-- RECORDS FOR THIS TASK --
## BEGIN

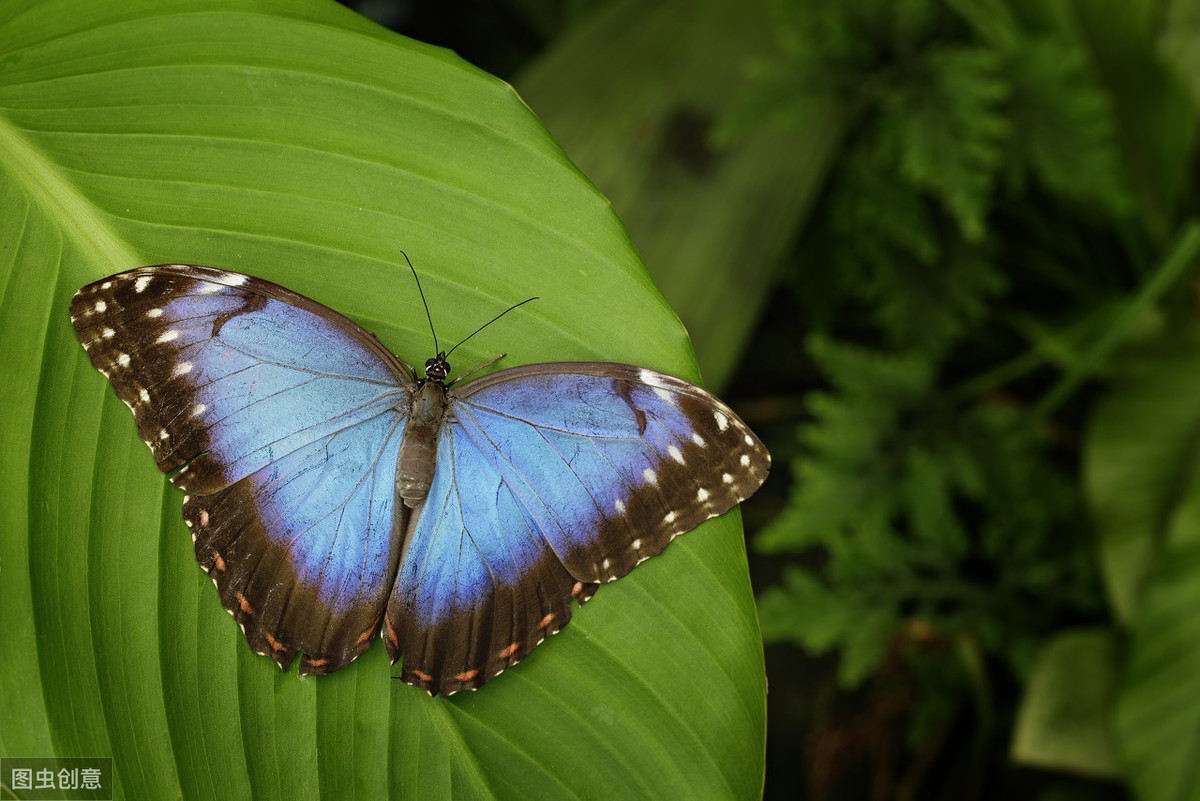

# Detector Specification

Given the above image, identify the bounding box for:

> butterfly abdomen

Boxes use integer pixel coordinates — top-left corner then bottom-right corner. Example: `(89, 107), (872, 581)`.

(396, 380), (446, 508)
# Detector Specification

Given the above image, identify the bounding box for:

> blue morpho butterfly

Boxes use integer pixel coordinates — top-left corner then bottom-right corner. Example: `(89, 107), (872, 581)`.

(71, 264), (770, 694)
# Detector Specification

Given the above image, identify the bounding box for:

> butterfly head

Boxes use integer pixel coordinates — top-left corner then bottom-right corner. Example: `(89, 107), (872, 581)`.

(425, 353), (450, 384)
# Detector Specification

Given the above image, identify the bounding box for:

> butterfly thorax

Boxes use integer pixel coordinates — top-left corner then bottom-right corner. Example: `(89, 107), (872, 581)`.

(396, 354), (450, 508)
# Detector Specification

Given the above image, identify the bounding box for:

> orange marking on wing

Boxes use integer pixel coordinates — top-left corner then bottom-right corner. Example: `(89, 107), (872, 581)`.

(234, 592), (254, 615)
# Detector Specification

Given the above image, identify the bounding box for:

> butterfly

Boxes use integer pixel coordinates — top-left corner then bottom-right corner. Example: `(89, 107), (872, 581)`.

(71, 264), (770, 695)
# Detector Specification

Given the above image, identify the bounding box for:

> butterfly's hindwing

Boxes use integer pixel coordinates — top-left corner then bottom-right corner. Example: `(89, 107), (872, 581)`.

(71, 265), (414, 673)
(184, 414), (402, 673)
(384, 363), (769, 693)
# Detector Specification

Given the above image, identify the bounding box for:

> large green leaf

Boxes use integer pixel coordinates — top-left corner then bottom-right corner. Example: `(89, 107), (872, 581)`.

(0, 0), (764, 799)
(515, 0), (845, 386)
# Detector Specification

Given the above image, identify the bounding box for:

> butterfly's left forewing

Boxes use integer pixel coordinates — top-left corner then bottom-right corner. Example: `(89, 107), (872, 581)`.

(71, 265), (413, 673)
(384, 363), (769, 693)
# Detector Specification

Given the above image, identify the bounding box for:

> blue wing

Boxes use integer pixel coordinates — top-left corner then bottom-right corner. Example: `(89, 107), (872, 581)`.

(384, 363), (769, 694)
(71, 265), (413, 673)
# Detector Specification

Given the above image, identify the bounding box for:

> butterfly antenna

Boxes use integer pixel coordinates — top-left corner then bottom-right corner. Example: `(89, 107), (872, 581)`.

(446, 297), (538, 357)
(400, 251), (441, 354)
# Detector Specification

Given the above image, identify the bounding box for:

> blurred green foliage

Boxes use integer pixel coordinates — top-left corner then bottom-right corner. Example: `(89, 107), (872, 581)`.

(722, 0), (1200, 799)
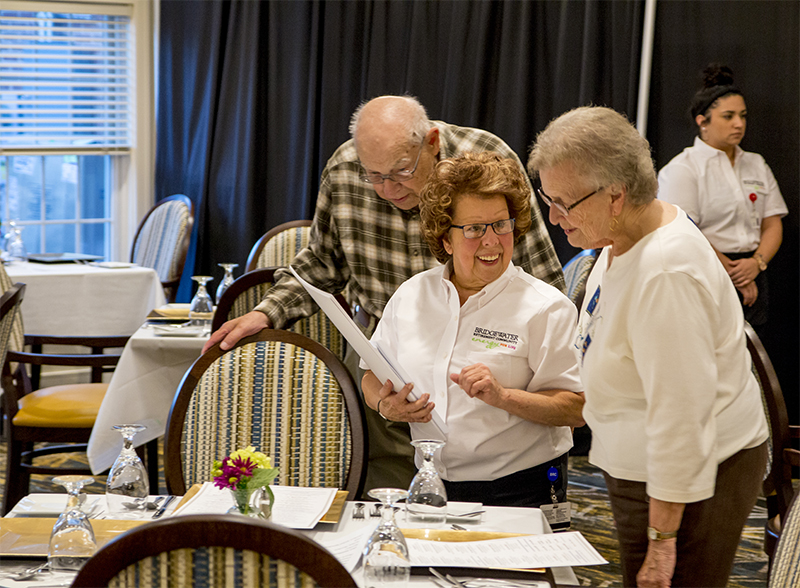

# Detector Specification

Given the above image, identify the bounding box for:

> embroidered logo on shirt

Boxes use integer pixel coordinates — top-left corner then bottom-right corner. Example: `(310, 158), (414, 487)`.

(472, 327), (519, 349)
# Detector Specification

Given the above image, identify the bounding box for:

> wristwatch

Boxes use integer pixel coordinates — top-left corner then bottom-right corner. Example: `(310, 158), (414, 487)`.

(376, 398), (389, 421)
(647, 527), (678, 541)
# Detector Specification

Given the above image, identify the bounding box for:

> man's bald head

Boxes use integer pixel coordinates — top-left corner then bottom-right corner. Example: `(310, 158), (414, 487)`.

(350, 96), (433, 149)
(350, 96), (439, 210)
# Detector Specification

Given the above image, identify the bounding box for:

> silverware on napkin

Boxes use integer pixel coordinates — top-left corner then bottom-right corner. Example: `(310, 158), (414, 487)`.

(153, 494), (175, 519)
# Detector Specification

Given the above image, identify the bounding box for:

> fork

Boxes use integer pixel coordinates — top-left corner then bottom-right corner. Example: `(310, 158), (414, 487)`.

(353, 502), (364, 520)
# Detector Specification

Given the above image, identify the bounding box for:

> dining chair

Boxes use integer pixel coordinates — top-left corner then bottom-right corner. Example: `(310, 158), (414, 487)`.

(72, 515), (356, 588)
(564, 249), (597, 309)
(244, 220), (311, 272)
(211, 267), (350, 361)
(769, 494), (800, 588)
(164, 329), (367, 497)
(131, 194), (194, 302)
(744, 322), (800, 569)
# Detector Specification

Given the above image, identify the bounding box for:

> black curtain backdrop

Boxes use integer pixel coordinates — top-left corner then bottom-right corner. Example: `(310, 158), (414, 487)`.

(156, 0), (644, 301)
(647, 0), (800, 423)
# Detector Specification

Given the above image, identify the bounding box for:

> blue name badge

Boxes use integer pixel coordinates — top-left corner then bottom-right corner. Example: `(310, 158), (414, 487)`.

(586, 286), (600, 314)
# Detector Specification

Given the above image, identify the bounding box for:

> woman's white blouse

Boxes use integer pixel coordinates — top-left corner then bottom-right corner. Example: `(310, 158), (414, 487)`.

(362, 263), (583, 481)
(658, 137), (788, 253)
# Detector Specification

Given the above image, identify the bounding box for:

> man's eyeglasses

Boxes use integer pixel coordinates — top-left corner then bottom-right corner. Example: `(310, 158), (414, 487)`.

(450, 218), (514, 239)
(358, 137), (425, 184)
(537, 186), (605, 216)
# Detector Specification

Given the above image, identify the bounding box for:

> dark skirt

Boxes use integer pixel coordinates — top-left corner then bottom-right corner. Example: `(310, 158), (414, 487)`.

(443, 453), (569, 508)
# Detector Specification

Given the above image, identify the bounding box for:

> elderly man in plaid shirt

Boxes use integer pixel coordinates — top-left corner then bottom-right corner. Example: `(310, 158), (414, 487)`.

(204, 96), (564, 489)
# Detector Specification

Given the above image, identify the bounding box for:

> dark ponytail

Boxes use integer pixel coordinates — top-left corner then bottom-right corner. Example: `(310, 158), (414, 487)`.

## END
## BEGIN

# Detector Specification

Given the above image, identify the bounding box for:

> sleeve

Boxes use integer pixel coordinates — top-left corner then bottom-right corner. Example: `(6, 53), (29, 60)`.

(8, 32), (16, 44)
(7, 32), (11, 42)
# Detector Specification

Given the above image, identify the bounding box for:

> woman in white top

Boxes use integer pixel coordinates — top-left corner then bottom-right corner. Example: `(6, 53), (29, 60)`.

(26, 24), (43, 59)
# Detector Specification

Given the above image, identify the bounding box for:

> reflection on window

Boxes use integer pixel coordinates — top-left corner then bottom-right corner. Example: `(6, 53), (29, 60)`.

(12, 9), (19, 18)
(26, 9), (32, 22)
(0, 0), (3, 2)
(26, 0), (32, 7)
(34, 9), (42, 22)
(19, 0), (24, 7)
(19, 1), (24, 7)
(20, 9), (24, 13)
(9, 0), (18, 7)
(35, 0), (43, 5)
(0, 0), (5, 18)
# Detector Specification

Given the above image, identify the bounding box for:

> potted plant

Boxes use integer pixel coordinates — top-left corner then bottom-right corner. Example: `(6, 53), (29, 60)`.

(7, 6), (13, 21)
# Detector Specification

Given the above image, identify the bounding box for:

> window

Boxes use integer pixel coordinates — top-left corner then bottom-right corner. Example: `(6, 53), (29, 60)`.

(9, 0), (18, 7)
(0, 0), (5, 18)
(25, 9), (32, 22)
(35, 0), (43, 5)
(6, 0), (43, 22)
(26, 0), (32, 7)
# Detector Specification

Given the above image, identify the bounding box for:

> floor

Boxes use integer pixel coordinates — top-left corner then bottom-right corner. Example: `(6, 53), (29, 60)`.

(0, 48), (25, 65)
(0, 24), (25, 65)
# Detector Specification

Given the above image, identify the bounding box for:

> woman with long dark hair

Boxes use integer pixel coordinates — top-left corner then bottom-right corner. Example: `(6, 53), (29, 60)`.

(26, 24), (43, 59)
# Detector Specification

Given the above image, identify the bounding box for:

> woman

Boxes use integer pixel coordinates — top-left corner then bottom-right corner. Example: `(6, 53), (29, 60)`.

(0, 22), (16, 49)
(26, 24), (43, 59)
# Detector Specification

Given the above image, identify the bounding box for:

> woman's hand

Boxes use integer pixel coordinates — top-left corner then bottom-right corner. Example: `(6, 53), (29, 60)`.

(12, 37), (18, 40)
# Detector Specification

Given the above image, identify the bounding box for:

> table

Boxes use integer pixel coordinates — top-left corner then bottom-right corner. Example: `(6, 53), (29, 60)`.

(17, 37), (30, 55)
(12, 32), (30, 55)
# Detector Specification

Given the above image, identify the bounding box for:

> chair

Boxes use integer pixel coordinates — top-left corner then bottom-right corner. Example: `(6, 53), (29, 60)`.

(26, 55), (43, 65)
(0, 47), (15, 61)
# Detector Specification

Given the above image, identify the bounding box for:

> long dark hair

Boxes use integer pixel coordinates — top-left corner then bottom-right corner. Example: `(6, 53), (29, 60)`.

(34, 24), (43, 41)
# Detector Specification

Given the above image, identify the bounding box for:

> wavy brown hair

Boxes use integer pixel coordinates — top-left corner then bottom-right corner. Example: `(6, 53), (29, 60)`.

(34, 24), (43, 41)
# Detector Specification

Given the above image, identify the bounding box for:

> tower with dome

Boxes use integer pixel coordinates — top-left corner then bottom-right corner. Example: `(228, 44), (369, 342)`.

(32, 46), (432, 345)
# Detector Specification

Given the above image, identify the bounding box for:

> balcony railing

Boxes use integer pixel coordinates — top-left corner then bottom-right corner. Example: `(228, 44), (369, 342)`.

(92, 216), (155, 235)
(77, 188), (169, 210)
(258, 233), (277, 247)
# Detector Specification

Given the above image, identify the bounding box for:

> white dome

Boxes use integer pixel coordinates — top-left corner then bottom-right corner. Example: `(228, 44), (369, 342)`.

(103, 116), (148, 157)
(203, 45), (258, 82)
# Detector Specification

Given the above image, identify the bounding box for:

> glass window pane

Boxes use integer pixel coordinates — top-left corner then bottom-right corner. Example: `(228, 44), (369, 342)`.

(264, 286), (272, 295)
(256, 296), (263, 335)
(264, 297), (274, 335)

## END
## BEGIN

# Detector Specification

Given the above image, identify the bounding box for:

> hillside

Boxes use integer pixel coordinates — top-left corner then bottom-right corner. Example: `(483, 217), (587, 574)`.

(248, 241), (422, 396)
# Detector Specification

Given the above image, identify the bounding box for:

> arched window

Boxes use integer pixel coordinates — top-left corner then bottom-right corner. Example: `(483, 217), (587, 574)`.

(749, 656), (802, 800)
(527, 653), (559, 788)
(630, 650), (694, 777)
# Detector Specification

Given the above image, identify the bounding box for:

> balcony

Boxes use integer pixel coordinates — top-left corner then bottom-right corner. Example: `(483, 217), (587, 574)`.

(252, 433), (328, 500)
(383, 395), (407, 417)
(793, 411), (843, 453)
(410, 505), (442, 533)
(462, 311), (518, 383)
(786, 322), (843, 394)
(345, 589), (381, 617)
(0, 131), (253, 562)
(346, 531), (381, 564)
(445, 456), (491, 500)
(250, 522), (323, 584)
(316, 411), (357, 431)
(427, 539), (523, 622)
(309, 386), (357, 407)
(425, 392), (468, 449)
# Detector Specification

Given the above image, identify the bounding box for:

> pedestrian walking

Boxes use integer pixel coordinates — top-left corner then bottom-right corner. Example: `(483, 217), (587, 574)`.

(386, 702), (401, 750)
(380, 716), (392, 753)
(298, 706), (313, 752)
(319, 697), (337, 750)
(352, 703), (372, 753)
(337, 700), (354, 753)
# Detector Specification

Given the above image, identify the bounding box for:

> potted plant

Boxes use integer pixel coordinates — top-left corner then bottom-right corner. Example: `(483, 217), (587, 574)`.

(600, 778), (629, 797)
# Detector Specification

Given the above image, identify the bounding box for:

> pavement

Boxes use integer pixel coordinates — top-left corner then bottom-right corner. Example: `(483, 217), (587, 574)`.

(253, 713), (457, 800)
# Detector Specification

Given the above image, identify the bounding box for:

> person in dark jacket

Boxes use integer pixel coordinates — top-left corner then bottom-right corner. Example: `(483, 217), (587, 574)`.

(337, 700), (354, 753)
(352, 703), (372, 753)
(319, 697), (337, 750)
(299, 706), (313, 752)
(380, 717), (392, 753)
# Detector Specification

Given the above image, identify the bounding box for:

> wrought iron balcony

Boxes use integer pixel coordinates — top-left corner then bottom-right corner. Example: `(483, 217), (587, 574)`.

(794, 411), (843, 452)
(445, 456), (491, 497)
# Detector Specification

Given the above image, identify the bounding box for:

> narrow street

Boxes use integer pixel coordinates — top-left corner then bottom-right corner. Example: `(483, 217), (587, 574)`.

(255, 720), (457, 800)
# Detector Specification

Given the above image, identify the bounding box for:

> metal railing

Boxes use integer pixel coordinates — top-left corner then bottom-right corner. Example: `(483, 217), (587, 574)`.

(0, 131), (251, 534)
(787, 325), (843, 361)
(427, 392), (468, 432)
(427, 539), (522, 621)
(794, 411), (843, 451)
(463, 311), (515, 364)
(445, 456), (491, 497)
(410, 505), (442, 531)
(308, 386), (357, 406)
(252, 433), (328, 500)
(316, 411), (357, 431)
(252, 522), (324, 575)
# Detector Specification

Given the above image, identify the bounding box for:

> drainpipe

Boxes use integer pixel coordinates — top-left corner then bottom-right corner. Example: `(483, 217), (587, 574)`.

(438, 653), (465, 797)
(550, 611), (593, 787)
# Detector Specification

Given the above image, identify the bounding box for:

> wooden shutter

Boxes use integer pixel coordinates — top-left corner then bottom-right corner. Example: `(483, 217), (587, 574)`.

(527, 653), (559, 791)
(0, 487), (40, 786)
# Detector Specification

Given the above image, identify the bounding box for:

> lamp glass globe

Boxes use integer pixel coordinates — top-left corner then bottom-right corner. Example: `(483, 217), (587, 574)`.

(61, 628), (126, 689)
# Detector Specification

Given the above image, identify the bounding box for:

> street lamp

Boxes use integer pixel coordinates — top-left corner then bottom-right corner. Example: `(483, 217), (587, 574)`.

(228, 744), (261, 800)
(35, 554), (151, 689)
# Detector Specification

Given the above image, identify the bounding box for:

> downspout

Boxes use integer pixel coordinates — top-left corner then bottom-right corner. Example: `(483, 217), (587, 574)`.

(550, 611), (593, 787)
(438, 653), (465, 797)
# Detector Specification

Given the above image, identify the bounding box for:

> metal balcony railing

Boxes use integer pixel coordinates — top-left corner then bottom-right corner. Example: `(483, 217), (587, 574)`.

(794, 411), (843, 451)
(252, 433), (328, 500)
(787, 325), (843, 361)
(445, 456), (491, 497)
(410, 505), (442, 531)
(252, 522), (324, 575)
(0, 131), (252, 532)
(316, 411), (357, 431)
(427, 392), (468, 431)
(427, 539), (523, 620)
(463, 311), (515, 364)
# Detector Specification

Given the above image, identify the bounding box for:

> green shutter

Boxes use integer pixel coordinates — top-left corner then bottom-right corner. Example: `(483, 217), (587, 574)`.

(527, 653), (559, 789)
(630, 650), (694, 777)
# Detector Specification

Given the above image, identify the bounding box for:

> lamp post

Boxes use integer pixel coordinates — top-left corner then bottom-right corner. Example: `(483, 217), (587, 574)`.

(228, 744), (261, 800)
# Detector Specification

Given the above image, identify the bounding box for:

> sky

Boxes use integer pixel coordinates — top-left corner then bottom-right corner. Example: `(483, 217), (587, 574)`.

## END

-- REQUEST --
List each line of the items above that contains the string "window", reproducing the lines in their original order.

-- EXERCISE RESULT --
> reflection on window
> window
> glass window pane
> arched window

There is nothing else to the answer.